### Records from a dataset
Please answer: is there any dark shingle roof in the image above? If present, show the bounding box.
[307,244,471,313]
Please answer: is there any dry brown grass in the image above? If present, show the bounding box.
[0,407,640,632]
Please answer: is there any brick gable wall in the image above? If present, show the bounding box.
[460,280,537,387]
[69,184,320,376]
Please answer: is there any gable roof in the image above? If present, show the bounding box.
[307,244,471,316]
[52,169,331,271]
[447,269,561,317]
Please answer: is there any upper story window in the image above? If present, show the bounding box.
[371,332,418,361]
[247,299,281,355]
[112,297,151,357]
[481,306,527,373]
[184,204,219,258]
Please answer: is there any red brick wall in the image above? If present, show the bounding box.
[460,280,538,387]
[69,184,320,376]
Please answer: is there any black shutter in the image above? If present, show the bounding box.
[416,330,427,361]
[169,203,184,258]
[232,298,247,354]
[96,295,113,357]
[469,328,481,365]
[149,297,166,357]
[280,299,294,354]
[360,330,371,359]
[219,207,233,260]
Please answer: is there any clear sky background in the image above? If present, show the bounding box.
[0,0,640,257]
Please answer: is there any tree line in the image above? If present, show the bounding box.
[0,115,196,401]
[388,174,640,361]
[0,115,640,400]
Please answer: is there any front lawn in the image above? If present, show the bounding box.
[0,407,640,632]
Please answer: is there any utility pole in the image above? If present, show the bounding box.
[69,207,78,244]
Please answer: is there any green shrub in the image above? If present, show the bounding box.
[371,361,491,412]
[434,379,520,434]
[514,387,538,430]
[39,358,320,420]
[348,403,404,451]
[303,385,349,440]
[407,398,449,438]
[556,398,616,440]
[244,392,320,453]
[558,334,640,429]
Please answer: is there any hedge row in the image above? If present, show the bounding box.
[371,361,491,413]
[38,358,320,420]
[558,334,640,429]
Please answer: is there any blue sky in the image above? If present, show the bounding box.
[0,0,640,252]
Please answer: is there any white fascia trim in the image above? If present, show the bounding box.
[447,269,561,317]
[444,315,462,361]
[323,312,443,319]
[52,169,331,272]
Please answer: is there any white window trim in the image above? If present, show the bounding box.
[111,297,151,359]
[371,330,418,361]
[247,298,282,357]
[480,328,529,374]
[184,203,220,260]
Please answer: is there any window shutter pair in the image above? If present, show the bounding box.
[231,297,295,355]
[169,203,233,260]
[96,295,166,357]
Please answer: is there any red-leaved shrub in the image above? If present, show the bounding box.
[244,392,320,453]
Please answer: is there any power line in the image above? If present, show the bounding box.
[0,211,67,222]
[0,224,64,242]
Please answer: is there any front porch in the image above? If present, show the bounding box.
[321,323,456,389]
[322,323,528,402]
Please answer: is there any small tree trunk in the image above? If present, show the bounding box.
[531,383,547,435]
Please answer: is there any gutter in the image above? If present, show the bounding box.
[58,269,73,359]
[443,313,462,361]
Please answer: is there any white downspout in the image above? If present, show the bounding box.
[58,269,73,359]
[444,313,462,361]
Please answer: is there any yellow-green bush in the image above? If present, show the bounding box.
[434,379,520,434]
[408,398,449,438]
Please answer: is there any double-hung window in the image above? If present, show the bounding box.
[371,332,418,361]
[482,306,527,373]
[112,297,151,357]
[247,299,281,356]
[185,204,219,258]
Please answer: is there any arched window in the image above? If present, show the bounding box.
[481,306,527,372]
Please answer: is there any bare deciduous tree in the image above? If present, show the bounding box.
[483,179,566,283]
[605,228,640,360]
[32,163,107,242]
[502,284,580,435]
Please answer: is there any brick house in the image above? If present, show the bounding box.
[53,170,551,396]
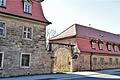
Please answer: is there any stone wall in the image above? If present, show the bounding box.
[0,15,51,77]
[72,52,120,71]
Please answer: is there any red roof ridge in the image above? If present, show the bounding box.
[75,24,120,37]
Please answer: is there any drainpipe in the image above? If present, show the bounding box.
[90,53,93,71]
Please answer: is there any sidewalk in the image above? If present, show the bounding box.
[0,73,82,80]
[0,69,120,80]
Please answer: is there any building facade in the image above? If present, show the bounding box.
[49,24,120,72]
[0,0,51,77]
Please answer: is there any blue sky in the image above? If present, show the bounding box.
[42,0,120,34]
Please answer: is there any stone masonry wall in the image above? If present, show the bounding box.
[0,16,51,77]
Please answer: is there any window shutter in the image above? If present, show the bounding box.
[3,0,6,6]
[29,4,32,13]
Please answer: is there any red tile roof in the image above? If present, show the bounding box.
[75,24,120,43]
[0,0,50,24]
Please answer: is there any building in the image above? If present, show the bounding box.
[0,0,51,77]
[49,24,120,72]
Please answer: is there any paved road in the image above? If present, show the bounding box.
[0,69,120,80]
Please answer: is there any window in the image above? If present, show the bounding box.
[23,27,32,39]
[115,58,119,65]
[48,43,52,51]
[24,0,32,14]
[0,22,5,37]
[0,0,6,7]
[93,58,97,65]
[107,44,111,51]
[20,53,31,68]
[114,45,118,51]
[0,52,4,68]
[100,58,104,65]
[109,58,112,65]
[91,41,96,49]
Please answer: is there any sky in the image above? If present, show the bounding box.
[42,0,120,34]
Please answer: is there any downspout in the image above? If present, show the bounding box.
[90,53,93,71]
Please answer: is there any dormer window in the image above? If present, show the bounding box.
[113,45,118,52]
[24,0,32,14]
[98,40,103,50]
[91,40,96,49]
[107,43,111,51]
[0,0,6,7]
[0,22,5,37]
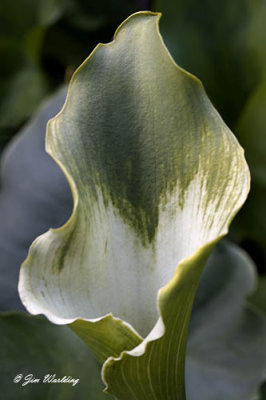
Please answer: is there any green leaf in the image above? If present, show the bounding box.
[232,78,266,266]
[186,243,266,400]
[0,0,65,130]
[0,313,108,400]
[153,0,260,128]
[19,13,249,400]
[0,89,72,311]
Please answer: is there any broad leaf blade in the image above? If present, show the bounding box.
[0,89,72,311]
[20,13,249,399]
[0,313,108,400]
[186,242,266,400]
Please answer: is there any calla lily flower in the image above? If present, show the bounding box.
[19,12,249,400]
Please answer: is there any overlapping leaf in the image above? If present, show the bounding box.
[20,13,249,400]
[0,313,108,400]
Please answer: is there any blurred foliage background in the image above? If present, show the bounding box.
[0,0,266,273]
[0,0,266,399]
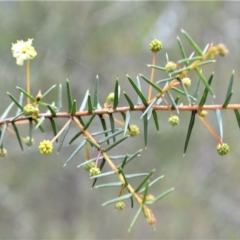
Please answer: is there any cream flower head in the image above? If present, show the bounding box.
[11,39,37,66]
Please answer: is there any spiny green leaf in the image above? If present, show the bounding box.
[151,188,174,204]
[92,158,106,188]
[102,193,132,206]
[0,102,14,120]
[192,78,201,104]
[57,123,71,152]
[88,94,93,113]
[142,181,149,204]
[147,64,166,72]
[215,109,223,141]
[138,175,164,193]
[195,68,215,97]
[95,182,123,188]
[104,136,128,152]
[85,137,101,151]
[127,75,148,105]
[66,79,72,112]
[222,91,233,108]
[68,131,82,145]
[63,139,87,167]
[233,109,240,128]
[91,171,116,179]
[156,76,176,84]
[57,84,62,112]
[16,92,23,116]
[113,79,120,109]
[98,115,109,144]
[33,119,44,132]
[222,71,234,108]
[71,100,77,116]
[183,111,197,154]
[140,97,157,120]
[7,92,23,111]
[123,111,131,136]
[17,87,35,102]
[47,104,56,117]
[139,74,162,93]
[29,118,33,142]
[109,113,116,142]
[128,206,142,232]
[134,169,155,193]
[179,78,191,105]
[12,122,23,151]
[49,118,58,142]
[0,122,7,146]
[152,110,159,132]
[199,73,214,107]
[181,29,203,55]
[171,87,196,101]
[177,36,189,66]
[98,130,123,144]
[123,92,134,110]
[79,90,89,112]
[35,116,45,129]
[93,75,99,109]
[143,115,148,148]
[167,92,179,114]
[42,85,56,98]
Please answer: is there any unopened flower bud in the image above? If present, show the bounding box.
[165,62,177,73]
[38,140,53,155]
[0,148,7,157]
[84,162,95,171]
[217,143,229,156]
[149,39,162,52]
[168,115,180,126]
[128,125,139,137]
[115,201,125,211]
[182,78,191,87]
[89,167,101,177]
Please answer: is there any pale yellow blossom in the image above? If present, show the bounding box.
[11,39,37,66]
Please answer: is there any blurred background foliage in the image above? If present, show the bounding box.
[0,1,240,239]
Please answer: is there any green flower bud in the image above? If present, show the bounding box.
[107,93,114,101]
[128,125,139,137]
[23,104,39,119]
[198,110,208,117]
[0,148,7,157]
[168,115,180,126]
[84,162,95,171]
[165,62,177,73]
[182,78,191,87]
[217,143,229,156]
[38,140,53,155]
[89,167,101,177]
[149,39,162,52]
[115,201,125,211]
[35,92,42,102]
[24,136,34,147]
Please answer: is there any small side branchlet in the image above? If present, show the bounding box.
[24,136,34,147]
[128,125,140,137]
[84,162,95,171]
[89,167,101,177]
[38,140,53,155]
[149,39,163,52]
[0,148,7,157]
[115,201,125,211]
[217,143,229,156]
[168,115,180,126]
[165,62,177,73]
[23,103,39,119]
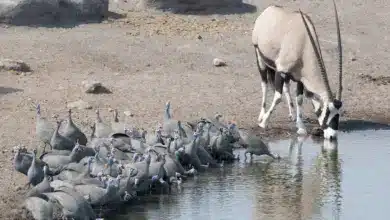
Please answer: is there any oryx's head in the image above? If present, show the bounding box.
[299,0,343,139]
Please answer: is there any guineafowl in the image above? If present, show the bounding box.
[26,149,45,187]
[162,101,193,139]
[26,165,53,197]
[95,109,112,138]
[35,104,54,152]
[244,134,280,161]
[50,120,75,151]
[63,109,88,145]
[111,109,126,133]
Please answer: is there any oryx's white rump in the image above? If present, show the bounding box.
[252,5,330,100]
[252,0,342,138]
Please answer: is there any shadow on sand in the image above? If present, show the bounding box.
[155,0,257,15]
[0,86,23,96]
[0,2,126,28]
[339,119,390,132]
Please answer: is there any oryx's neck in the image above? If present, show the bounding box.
[301,48,332,103]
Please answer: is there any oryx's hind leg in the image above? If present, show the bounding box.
[255,46,268,122]
[306,91,322,124]
[283,77,294,121]
[259,72,286,128]
[296,81,307,135]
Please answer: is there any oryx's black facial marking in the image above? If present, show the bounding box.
[296,82,304,105]
[333,99,343,109]
[327,114,340,131]
[321,108,330,129]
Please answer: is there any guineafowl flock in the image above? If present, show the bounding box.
[13,102,279,220]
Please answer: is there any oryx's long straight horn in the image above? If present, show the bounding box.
[333,0,343,101]
[252,3,343,139]
[299,9,333,99]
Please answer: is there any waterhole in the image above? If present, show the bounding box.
[109,130,390,220]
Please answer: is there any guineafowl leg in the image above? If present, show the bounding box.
[24,182,31,189]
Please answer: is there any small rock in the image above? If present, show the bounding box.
[213,58,226,66]
[311,127,324,137]
[67,100,92,110]
[82,81,112,94]
[123,111,134,117]
[0,59,31,72]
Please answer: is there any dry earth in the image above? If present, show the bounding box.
[0,0,390,219]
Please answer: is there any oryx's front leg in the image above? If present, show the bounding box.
[296,82,307,135]
[283,77,294,121]
[259,72,286,128]
[255,46,268,123]
[306,90,322,124]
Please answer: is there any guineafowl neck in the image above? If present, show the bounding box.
[167,140,172,153]
[87,161,91,174]
[164,107,171,120]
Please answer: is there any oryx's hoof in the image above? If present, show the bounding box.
[297,128,307,135]
[259,121,267,129]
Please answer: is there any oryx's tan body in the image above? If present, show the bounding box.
[252,5,330,102]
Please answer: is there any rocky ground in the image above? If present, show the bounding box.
[0,0,390,219]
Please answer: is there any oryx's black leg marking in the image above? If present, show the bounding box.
[259,72,286,128]
[296,81,306,134]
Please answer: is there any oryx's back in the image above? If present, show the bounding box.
[252,5,313,60]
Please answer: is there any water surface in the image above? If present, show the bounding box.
[110,131,390,220]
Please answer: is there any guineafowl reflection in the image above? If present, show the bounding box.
[254,137,341,220]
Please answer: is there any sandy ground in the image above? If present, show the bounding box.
[0,0,390,219]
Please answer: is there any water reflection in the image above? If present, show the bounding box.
[112,137,342,220]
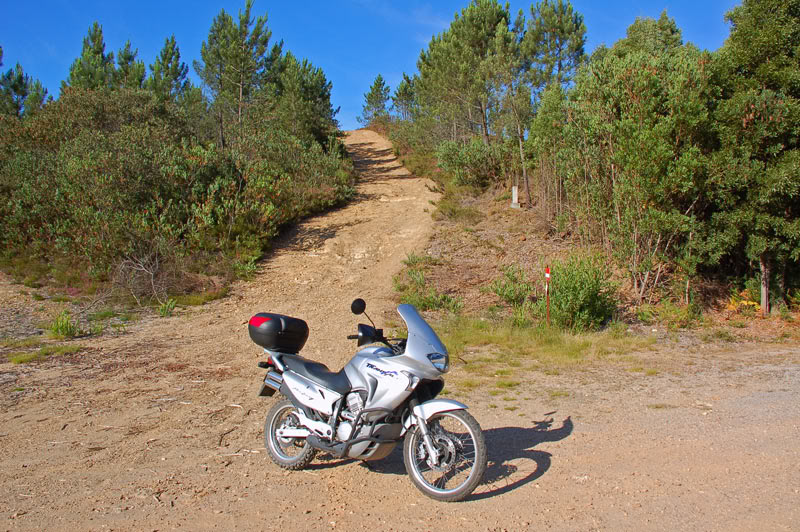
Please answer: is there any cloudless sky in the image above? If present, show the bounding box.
[0,0,740,129]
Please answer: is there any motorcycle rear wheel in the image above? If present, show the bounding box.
[264,399,317,470]
[403,410,487,502]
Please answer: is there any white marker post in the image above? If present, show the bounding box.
[511,186,519,209]
[544,266,550,327]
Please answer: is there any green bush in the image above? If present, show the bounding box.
[489,264,533,307]
[0,89,353,301]
[436,138,501,187]
[532,255,617,331]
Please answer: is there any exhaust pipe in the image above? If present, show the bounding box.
[258,371,283,397]
[264,371,283,392]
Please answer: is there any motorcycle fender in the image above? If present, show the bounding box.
[403,399,467,430]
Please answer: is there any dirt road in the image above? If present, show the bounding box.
[0,131,800,530]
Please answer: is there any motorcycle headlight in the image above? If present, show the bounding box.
[428,353,450,373]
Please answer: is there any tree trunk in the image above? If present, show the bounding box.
[778,259,789,303]
[480,102,489,146]
[759,254,771,317]
[515,118,533,209]
[219,109,225,150]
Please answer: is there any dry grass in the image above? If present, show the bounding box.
[7,345,83,364]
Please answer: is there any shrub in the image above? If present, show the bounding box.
[0,89,353,302]
[436,138,500,187]
[532,255,616,331]
[489,264,533,307]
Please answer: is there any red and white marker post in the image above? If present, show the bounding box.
[544,266,550,327]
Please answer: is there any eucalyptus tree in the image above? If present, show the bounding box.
[713,0,800,314]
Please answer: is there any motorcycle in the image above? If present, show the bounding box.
[248,299,487,501]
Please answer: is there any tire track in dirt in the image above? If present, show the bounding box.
[0,130,444,529]
[0,131,800,531]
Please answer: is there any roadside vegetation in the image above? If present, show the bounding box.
[363,0,800,391]
[0,0,354,320]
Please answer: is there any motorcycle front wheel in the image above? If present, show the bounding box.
[403,410,486,502]
[264,399,316,469]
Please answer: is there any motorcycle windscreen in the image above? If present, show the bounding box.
[397,305,447,356]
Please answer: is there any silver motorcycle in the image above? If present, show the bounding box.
[248,299,486,501]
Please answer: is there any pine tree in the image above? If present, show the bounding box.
[0,63,47,118]
[521,0,586,91]
[146,35,189,99]
[392,72,416,120]
[614,10,683,55]
[61,22,114,90]
[194,0,283,147]
[113,41,145,89]
[416,0,510,145]
[275,52,338,146]
[357,74,389,126]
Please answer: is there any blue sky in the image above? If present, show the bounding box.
[0,0,739,129]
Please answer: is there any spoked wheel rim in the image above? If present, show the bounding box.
[269,405,308,460]
[411,412,478,495]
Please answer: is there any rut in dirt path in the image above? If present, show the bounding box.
[0,130,444,530]
[242,130,437,366]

### WHAT THE TASK REQUIRES
Copy the records word for word, starting at the line with "Please answer: is there any exhaust" and ending with the line with "[403,399,467,430]", both of those lines included.

### THE OUTPUT
Please answer: is there any exhaust pipe in the image above? If present, show the bounding box.
[258,371,283,397]
[264,371,283,392]
Please answer: is there any motorcycle fender in the image above? If present, show the bounding box.
[403,399,467,430]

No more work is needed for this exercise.